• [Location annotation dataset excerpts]

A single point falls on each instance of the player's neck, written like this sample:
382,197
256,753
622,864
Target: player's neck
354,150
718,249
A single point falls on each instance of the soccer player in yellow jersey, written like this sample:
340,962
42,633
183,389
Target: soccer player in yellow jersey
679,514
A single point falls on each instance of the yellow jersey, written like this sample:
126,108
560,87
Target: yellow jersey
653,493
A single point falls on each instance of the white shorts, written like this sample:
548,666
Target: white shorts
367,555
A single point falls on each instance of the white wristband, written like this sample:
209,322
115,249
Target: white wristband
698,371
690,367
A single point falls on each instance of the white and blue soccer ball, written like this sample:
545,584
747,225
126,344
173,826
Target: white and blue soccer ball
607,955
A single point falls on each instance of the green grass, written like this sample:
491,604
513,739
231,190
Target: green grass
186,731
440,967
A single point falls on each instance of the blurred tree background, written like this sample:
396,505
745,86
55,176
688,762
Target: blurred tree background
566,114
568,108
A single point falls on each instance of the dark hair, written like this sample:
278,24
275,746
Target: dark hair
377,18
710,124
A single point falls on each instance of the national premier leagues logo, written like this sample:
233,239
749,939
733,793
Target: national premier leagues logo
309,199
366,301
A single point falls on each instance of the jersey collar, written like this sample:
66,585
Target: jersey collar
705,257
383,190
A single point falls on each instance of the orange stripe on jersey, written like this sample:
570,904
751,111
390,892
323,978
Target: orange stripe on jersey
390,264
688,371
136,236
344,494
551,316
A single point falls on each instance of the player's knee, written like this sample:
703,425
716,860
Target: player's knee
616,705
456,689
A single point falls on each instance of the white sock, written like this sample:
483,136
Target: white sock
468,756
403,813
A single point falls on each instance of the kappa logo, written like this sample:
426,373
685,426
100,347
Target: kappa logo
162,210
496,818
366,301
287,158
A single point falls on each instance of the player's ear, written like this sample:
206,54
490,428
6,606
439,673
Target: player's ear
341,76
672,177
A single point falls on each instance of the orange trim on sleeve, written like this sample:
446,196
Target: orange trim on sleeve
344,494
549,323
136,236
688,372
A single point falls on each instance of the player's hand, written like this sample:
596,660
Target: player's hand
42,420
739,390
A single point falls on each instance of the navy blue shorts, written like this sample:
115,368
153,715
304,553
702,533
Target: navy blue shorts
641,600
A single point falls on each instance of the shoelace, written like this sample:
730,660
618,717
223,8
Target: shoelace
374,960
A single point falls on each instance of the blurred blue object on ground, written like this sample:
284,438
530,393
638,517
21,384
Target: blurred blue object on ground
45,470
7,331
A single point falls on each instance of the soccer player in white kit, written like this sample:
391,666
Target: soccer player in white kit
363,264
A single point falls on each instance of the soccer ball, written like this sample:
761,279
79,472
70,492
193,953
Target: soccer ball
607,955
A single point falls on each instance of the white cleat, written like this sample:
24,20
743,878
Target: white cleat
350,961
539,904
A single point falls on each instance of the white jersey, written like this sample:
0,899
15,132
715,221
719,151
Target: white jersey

• [PROBLEM TO SOLVE] Exactly as they are written, print the entries again.

• [RESPONSE]
A single point falls on each instance of the player's neck, written like this sample:
382,197
256,753
622,864
Target: player's neck
354,150
718,249
A single point falls on each instance of the soccer player in yellow jersey, written like this sample:
340,962
42,633
183,389
Target: soccer player in yellow jersey
679,514
A single point falls on each instance of the yellow jersey, written like this sample:
126,108
560,87
Target: yellow jersey
653,493
A single point falls on each instance of the white shorts, written like this sample:
548,666
Target: white shorts
367,555
A single point falls on each instance of the white wristband, written like this sample:
209,322
115,249
Target: white wristband
698,371
690,367
A single point falls on each instance of the white and blue soccer ball, written like this sample:
545,584
747,225
126,344
173,826
Target: white and blue soccer ball
607,955
A single point falls on each instance of the green grass, written like this sample:
491,604
513,739
231,190
Target: green grass
186,731
440,967
A single point falls on each instance of the blurred tree background, written like this sample:
396,505
745,86
55,176
688,762
Target: blurred tree background
566,114
568,108
A single point falls on each instance of the dark hair, written like this sample:
278,24
275,746
Target: dark hair
377,18
710,124
A single point falls on each instance of the national premier leagues logo, written like this sample:
233,239
749,939
733,793
Target: national premier leagues logo
309,199
366,301
A single point falls on each instance of the jersey collar, written like this sample:
66,585
Target: jersey collar
705,257
383,190
A single point falls on each instance of the orange stripe on jersey, written like this sample:
570,904
751,111
390,892
323,978
Target: orange stripe on jersey
390,264
688,371
136,236
344,494
551,316
A single point falls on each instance of the player's knee, written like this sample:
703,425
716,860
Target: player's knee
616,705
456,689
A single point falls on each instance of the white sock, written like this sample:
483,136
Target: white sock
468,756
403,813
A single point falls on each instance of the kappa logo, written like this sample:
426,373
685,426
100,347
Target: kappa logo
162,210
496,818
366,301
287,158
A single point falls on each instance of the player's ear, written like this sample:
206,54
490,428
6,606
439,673
Target: player's ear
341,76
672,177
A single point falls on each instance of the orange trim on sleeve, written like this sample:
446,196
Target: orange trim on sleeve
344,494
549,323
136,236
688,372
A single point falls on each instance of the player's hand, written like this sample:
596,660
Target: player's hand
42,420
739,390
A single point falls on each instance of the navy blue shorts, written like this sample:
115,368
153,715
304,553
702,533
Target: navy blue shorts
641,600
A single point falls on each instance of the shoelace, written like this sample:
730,660
618,717
223,8
Target: shoelace
374,960
A single point falls on each instance of the blurred blue object on ground, written like this sample:
284,438
530,393
638,517
21,384
Target: blurred blue object on ground
45,470
7,331
A single point falls on each instance of the soccer player in white kit, written like this sample:
391,666
Target: soccer player in white kit
363,264
A single point falls on each instance of the soccer ball, written like this sample:
761,279
79,472
70,492
193,953
Target: soccer ball
607,955
A single point falls on each instance of the white cleat, written like this sample:
24,20
743,878
Target: white cleat
350,961
539,904
A single point falls on each instance of the white jersey, written like this sample:
0,899
15,132
715,221
719,151
Target: white jersey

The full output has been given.